Entries taken from a collection
§

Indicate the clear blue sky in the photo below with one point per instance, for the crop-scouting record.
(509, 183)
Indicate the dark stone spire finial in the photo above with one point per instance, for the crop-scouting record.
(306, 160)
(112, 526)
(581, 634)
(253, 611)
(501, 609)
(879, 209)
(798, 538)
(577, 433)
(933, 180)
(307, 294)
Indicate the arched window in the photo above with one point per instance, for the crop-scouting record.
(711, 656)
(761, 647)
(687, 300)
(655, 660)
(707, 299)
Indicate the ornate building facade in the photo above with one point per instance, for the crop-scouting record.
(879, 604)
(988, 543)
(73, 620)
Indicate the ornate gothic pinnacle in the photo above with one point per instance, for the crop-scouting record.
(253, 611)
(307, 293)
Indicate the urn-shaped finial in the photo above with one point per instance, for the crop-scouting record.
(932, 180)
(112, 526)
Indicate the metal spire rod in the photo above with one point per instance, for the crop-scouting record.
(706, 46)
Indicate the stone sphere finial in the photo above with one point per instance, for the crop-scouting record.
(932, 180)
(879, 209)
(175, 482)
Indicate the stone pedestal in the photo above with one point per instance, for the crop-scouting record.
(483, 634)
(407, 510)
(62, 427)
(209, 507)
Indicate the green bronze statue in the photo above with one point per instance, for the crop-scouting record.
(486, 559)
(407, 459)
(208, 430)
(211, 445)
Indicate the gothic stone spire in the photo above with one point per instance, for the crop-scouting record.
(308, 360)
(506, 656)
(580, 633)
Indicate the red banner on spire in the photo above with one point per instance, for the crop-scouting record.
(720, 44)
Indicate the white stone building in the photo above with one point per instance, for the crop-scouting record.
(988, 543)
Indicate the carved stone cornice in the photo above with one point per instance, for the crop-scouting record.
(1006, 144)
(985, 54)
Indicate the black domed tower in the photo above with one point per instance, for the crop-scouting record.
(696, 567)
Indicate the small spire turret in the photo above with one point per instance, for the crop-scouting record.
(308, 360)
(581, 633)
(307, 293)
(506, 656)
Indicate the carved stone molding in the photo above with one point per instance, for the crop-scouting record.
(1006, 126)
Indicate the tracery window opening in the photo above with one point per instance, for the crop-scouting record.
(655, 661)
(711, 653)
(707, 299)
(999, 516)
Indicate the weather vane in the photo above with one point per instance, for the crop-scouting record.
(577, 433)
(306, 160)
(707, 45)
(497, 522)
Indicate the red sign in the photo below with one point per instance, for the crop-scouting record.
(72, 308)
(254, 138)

§

● Required work
Beginning at the line containing "Indicate the black", repeat each line exactly through the last line of the entries, and include no other lines.

● Reply to the exercise
Indicate the black domed tower in the photo above with one point per instance, for the crop-scouting record.
(696, 567)
Indicate the small spire turret in the photo above with one point per instance, for the crop-scouting record.
(308, 360)
(581, 633)
(307, 293)
(506, 656)
Indicate the carved stone molding in the photo above with one point per instance, for the crop-scouting record.
(1006, 126)
Indicate the tracery window opening in the photo above with one point per instance, for the crop-scouting record.
(655, 661)
(711, 653)
(707, 299)
(999, 516)
Indicate the weather vane in the photo above with one point per instance, for the crop-scouting record.
(577, 433)
(306, 160)
(707, 45)
(497, 522)
Indicate the red sign in the photo below with one point per instance, for the crop-scouting record.
(72, 308)
(254, 138)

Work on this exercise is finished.